[Object position labeling entries]
--- BEGIN ---

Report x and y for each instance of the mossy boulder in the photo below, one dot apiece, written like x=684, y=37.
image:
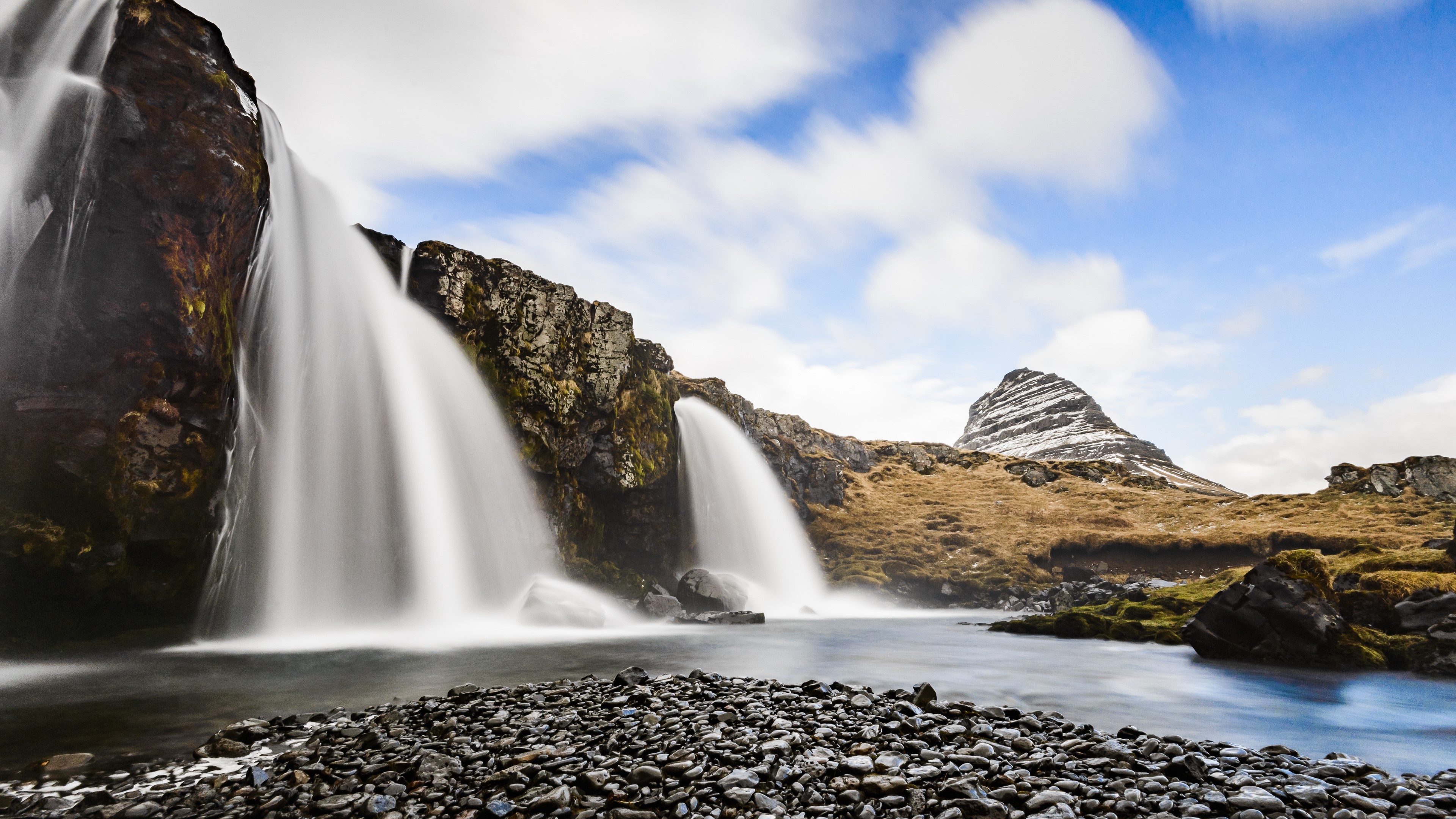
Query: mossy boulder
x=117, y=347
x=1289, y=610
x=1155, y=620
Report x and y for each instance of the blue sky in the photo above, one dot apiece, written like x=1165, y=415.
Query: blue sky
x=1231, y=221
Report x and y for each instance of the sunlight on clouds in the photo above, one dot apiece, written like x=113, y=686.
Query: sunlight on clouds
x=676, y=219
x=1050, y=88
x=1116, y=356
x=447, y=88
x=887, y=400
x=1291, y=14
x=963, y=276
x=1298, y=442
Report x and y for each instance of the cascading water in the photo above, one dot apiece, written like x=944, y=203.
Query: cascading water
x=742, y=519
x=52, y=55
x=373, y=479
x=407, y=254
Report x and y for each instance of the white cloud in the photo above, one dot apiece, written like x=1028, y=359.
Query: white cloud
x=1298, y=442
x=1050, y=88
x=727, y=225
x=383, y=91
x=1116, y=356
x=962, y=275
x=893, y=400
x=1291, y=14
x=707, y=237
x=1420, y=240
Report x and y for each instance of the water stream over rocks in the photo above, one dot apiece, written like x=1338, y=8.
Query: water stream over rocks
x=373, y=479
x=165, y=704
x=743, y=524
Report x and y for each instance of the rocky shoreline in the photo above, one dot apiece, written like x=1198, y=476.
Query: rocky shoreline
x=705, y=745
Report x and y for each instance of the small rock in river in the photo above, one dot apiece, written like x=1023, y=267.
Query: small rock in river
x=631, y=675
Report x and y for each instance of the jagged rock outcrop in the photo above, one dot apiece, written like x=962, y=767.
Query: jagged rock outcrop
x=593, y=409
x=116, y=372
x=1046, y=417
x=810, y=461
x=1432, y=475
x=590, y=403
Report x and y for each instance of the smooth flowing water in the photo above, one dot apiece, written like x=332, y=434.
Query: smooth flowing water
x=373, y=479
x=742, y=521
x=52, y=56
x=166, y=703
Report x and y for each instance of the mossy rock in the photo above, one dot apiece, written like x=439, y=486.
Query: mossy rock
x=1308, y=568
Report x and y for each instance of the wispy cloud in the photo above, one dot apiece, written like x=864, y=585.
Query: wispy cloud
x=708, y=238
x=1308, y=377
x=1123, y=359
x=1296, y=442
x=1416, y=242
x=373, y=93
x=1222, y=15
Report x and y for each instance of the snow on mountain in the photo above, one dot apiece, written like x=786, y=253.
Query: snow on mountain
x=1046, y=417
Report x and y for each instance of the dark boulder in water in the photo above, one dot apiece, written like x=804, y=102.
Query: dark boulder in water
x=702, y=591
x=116, y=400
x=1282, y=611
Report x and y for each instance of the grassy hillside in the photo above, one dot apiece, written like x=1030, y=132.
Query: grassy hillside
x=957, y=528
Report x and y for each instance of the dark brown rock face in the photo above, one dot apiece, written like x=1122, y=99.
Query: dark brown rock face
x=116, y=381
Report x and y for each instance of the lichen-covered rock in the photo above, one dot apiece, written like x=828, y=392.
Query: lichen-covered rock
x=1432, y=475
x=1285, y=611
x=116, y=400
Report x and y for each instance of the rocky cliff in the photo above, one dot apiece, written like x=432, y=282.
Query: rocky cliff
x=593, y=409
x=116, y=373
x=1046, y=417
x=1432, y=475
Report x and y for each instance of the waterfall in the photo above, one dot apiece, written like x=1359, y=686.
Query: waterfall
x=742, y=519
x=52, y=55
x=373, y=479
x=407, y=254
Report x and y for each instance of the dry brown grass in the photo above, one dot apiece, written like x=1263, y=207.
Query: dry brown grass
x=983, y=530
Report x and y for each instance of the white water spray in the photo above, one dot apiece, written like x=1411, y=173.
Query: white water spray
x=407, y=254
x=373, y=479
x=742, y=519
x=52, y=56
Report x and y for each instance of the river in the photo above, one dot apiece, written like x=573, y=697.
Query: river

--- END ---

WHAT YOU NEED TO DO:
Extract all of the lines above verbatim, omitting the pictures.

SOLUTION TO THIS EXERCISE:
Report x and y for each instance of the mossy boulder in the photo below, one dot apiece, written like x=684, y=37.
image:
Query: mossy boulder
x=117, y=347
x=1289, y=610
x=1155, y=620
Report x and y for each instance of the blue sky in the photo above, one dot apiece, written like x=1165, y=415.
Query: blue sky
x=1231, y=221
Report x and y for each instance of the sunlight on clouds in the photo above, one dot apiece, written like x=113, y=686.
Query: sunlight on clouds
x=676, y=219
x=1050, y=88
x=1116, y=356
x=447, y=88
x=887, y=400
x=1291, y=14
x=963, y=276
x=1298, y=442
Report x and y for each instance of the cascading water in the photo above, one dot apiece, written like x=944, y=203.
Query: cascading water
x=742, y=519
x=52, y=55
x=373, y=479
x=407, y=254
Report x and y for each instance of the white cloud in the photo above, one dot apiece, written like x=1028, y=359.
Query: white cloud
x=1298, y=442
x=1050, y=88
x=727, y=225
x=383, y=91
x=1116, y=356
x=962, y=275
x=893, y=400
x=1291, y=14
x=707, y=237
x=1420, y=240
Report x and y for each instance of the water stream over rocks in the photo above, one dot apiece, written like x=1338, y=8.
Query: water stream over rocks
x=373, y=479
x=165, y=704
x=743, y=524
Report x and y for each instance of the rocky shoreline in the photo above, one dot apiece, written like x=1198, y=476.
Query: rocky shoreline
x=705, y=745
Report x and y for each instance of the small rock in river in the photo above, one dot apiece, written like x=1023, y=267.
Query: small rock in river
x=631, y=675
Report x and y for each instance of the jagged rock outcrop in the photo above, one dot apiece, written like x=962, y=767.
Query: jagged rock outcrop
x=593, y=409
x=116, y=372
x=1046, y=417
x=810, y=461
x=1432, y=475
x=590, y=403
Report x and y for each instance of the smooth flowing water in the photo above, one dot apiece, written like x=332, y=434.
Query: smooth flowing water
x=373, y=479
x=742, y=521
x=52, y=56
x=166, y=703
Report x and y for each instance of the mossy rock in the photo above, one dot apiece, written like x=439, y=486.
Query: mossy rock
x=1308, y=568
Report x and y for each instance of the wispy cloud in the photo above, one dot apiece, written like x=864, y=585.
Query: wispy cloud
x=708, y=238
x=1308, y=377
x=1123, y=359
x=1296, y=442
x=1416, y=242
x=373, y=93
x=1222, y=15
Report x and y for each instance of the snow on mountain in the photo above, one dot apiece, written like x=786, y=253.
Query: snow on mountain
x=1046, y=417
Report x and y for each instance of the dark boulder in water in the photo above, one dot apiece, written like x=804, y=102.
Query: dark boulder in water
x=702, y=591
x=116, y=400
x=1282, y=611
Report x and y for each instance of the grassy hillside in the photo above, one dot apiece, written like x=1030, y=132.
Query: grassy hillside
x=957, y=528
Report x and y for each instance of the dark brown rock face in the photo above, one dot apiece, written like x=1122, y=99.
Query: dark brown rock face
x=116, y=381
Report x and y for each instance of the lichen-covered rock in the photo above, one dot apiece, written like x=828, y=392.
Query: lichen-covered rock
x=1432, y=475
x=1285, y=611
x=116, y=400
Report x and y for each instance of the rocky cliff in the photo above, one dot apiece, written like x=432, y=282.
Query: rocky cliff
x=593, y=409
x=116, y=373
x=1046, y=417
x=1432, y=475
Report x and y for each instance of the waterfall in the photo above, one dot apiece, written like x=1359, y=686.
Query: waterfall
x=742, y=519
x=52, y=55
x=373, y=479
x=407, y=254
Report x and y for each instance of the dry brown grass in the photo above, one dot apiece, written like x=1263, y=207.
Query: dry brown grass
x=983, y=530
Report x and y for each instance of the white water spray in the photo above, one dot apiece, written like x=1411, y=173.
Query: white water spray
x=407, y=254
x=373, y=479
x=742, y=519
x=52, y=56
Report x and y for each instance of the river in the photo above, one dot apiece, written like x=573, y=697.
Query: river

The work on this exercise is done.